Source ->
[Question] Load an rl_games trained model for real robot deployment and control frequency setup #938

dhruvkm2402 · 2024-09-04T19:28:20Z

dhruvkm2402
Sep 4, 2024

Hello,
I have a trained rl_games model and I want to load it to use it with ROS. The model does not function correctly at all which I can understand could be because of several reasons. However I wanted to confirm if the process loading the rl_games model trained in Isaac Lab could be different.
Here is the code:

class LoadModel(nn.Module):
    def __init__(self):
        super(LoadModel, self).__init__()
   
        self.fc1 = nn.Linear(22, 256)
        self.fc2 = nn.Linear(256, 128)
        self.fc3 = nn.Linear(128, 64)
        self.fc4 = nn.Linear(64, 7)

    def forward(self, x):
        x = torch.nn.ELU()(self.fc1(x))
        x = torch.nn.ELU()(self.fc2(x))
        x = torch.nn.ELU()(self.fc3(x))
        x = self.fc4(x)
        return x

And then we load it as

        self.model_path = args.model_path
        #torch.save(self.model.state_dict(), self.model_path)
        # print(self.model_path)
        self.model.load_state_dict(torch.load(self.model_path), strict=False)

We had to use strict=False because of missing keys error.

I have to send the control commands at 10 Hz and receive observations accordingly. I have kept dt=1/120 and decimation as 12, is that setup correct?
I'd like to get quick help on it if possible since I'm aiming it to be a part of my research.
Thank You

Answered by akruzliak

Sep 6, 2024

Line 101: https://github.com/isaac-sim/IsaacLab/blob/788a061d57ead17ff669eccce3d776fbccc59790/source/standalone/workflows/rsl_rl/play.py#L101 Jit scripted model exporting.

View full answer

Mayankm96 · 2024-09-05T07:57:36Z

Mayankm96
Sep 5, 2024
Maintainer

I don't think this is a IsaacLab specific issue.

RL-Games provides the checkpoint of the model, and you need to load this checkpoint into your deployment code ideally while considering real-time control interfaces for your robot. The way you're doing above seems okay. But it is better to check with RL-Games developers if the above is correct.

Exercise -> Please reproduce the forum thread word for word, starting with "self.model_path = args.model_path" and going on through "of my research.". Work from the forum thread alone.

Coordinate annotation listing
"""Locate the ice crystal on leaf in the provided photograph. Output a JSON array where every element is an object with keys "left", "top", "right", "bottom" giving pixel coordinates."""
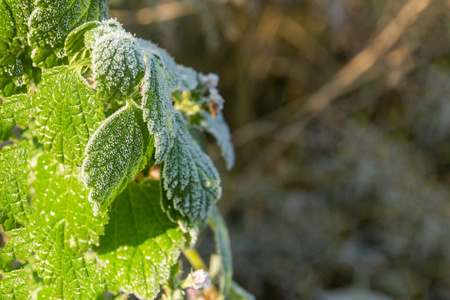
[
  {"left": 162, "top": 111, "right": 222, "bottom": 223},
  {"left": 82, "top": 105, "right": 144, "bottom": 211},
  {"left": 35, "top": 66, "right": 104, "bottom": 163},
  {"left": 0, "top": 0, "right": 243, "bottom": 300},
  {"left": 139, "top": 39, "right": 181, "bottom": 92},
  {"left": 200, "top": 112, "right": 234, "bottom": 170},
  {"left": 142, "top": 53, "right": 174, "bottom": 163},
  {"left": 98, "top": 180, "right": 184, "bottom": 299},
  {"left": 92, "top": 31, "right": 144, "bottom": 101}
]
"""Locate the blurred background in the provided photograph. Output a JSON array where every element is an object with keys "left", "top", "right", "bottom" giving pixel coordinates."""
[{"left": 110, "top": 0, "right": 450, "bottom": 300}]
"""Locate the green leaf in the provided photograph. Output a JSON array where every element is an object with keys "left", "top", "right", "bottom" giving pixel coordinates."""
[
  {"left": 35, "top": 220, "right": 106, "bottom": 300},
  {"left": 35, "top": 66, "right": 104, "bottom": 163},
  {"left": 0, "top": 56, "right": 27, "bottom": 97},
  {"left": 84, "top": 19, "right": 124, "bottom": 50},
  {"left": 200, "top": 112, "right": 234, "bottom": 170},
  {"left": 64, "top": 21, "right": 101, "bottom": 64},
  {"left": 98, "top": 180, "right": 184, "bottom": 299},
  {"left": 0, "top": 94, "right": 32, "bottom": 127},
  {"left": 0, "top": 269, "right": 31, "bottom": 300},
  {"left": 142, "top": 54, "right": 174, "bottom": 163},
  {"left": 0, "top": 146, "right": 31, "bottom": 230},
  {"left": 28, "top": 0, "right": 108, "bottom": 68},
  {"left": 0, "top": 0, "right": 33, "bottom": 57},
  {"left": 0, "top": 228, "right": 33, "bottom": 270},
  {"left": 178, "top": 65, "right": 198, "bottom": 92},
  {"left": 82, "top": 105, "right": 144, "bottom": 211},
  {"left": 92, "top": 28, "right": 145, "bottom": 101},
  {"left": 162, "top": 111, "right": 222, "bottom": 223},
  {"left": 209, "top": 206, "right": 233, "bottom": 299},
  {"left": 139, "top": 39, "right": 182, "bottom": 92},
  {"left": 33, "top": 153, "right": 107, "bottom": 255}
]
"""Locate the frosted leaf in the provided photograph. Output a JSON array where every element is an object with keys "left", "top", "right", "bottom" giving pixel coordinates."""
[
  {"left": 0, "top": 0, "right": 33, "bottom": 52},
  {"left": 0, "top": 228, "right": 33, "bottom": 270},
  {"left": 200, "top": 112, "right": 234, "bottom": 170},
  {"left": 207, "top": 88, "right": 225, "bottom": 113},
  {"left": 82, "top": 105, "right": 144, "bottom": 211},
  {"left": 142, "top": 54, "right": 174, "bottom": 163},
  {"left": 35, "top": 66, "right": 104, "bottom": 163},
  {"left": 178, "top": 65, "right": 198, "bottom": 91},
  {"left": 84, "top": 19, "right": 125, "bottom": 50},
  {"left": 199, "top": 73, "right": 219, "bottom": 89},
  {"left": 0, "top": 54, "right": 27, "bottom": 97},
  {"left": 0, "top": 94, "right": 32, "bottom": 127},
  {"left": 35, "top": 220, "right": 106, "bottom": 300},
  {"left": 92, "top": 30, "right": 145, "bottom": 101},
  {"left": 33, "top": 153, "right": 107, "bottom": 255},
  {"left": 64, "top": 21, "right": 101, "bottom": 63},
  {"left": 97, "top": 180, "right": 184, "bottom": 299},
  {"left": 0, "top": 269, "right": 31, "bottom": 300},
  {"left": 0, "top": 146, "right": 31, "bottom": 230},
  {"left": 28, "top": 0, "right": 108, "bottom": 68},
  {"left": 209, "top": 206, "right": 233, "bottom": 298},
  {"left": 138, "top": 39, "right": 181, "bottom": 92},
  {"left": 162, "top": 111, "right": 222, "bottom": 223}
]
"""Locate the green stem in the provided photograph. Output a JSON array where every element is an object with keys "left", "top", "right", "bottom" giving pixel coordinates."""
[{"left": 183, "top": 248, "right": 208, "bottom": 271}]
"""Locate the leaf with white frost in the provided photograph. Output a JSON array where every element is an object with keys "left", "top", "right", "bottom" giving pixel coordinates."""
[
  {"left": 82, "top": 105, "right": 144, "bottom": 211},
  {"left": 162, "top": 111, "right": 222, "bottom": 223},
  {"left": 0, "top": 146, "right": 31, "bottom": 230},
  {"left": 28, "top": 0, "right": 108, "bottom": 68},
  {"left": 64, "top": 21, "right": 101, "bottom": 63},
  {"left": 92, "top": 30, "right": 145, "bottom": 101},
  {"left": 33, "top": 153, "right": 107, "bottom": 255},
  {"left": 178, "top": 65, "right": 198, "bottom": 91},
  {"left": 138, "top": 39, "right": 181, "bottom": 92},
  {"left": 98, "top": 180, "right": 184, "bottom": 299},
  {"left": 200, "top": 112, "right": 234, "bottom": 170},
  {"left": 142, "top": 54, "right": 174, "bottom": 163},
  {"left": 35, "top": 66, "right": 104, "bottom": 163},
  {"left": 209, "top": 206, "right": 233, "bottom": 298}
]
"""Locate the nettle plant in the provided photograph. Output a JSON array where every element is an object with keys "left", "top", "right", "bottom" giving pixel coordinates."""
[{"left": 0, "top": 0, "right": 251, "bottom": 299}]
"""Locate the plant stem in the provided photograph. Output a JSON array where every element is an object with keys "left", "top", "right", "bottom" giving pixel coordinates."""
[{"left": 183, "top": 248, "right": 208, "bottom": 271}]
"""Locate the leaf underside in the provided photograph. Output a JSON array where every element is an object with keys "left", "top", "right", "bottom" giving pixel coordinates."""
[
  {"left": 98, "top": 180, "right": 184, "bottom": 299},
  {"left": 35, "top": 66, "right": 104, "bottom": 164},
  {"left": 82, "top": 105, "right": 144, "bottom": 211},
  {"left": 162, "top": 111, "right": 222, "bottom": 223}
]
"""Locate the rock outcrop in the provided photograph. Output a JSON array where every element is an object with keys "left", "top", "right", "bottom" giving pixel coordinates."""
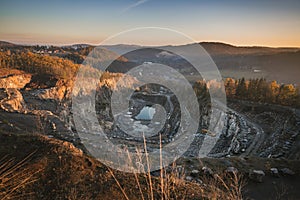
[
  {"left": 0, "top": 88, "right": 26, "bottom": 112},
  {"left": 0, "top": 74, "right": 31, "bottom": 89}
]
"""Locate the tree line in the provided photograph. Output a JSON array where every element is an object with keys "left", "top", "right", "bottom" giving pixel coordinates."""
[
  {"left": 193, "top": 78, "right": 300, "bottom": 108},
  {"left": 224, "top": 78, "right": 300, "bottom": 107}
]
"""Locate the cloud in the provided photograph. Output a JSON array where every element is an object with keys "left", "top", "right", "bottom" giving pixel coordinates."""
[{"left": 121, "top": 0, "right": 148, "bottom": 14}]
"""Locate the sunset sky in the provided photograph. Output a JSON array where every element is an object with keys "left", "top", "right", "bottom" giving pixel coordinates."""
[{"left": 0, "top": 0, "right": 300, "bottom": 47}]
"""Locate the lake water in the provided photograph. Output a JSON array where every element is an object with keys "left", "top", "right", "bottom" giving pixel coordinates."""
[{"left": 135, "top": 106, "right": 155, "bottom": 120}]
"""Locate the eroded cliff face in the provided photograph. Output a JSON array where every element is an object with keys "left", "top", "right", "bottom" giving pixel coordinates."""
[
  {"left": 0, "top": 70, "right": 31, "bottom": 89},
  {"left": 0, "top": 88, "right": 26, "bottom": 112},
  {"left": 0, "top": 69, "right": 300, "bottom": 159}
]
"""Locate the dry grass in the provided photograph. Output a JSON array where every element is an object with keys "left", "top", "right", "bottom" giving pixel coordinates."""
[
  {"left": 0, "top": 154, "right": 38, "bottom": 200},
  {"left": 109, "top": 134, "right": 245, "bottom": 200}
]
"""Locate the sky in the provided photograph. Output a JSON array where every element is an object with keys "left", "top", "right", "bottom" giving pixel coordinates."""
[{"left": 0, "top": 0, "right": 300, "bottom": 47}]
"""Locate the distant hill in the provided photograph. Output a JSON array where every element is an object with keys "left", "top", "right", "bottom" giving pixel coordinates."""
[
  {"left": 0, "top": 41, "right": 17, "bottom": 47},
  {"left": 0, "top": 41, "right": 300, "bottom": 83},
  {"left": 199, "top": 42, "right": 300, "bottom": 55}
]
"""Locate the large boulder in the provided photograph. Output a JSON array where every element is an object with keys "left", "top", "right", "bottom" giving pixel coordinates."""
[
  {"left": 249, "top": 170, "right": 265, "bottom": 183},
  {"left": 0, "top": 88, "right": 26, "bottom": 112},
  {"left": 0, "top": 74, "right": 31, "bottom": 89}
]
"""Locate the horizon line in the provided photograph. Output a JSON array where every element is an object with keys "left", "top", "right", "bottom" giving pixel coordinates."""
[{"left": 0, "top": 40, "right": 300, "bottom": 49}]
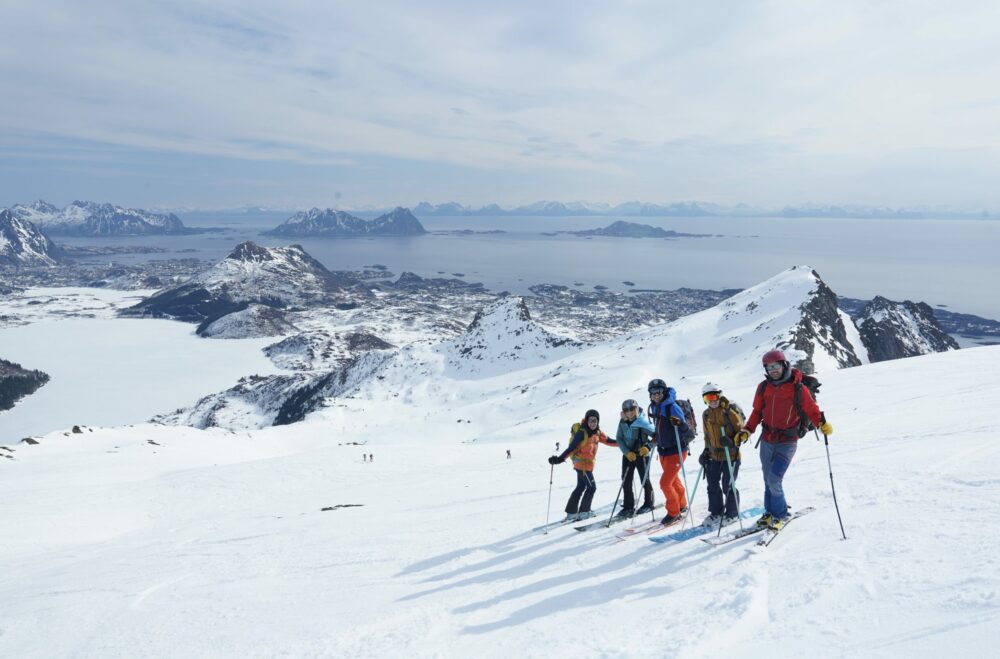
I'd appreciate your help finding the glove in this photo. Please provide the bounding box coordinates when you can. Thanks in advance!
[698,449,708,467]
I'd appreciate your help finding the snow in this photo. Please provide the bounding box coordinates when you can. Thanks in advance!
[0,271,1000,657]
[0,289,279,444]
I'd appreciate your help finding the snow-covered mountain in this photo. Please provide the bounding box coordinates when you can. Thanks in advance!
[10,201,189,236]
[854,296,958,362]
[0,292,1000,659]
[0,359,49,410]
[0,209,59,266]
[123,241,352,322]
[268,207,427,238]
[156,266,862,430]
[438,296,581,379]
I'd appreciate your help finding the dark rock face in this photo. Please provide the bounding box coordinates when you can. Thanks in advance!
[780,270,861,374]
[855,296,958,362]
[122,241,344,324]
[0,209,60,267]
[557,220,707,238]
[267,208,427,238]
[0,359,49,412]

Exercise response ->
self.model_path = args.model_path
        #torch.save(self.model.state_dict(), self.model_path)
        # print(self.model_path)
        self.model.load_state_dict(torch.load(self.model_path), strict=False)

We had to use strict=False because of missing keys error.

I have to send the control commands at 10 Hz and receive observations accordingly. I have kept dt=1/120 and decimation as 12, is that setup correct?
I'd like to get quick help on it if possible since I'm aiming it to be a part of my research.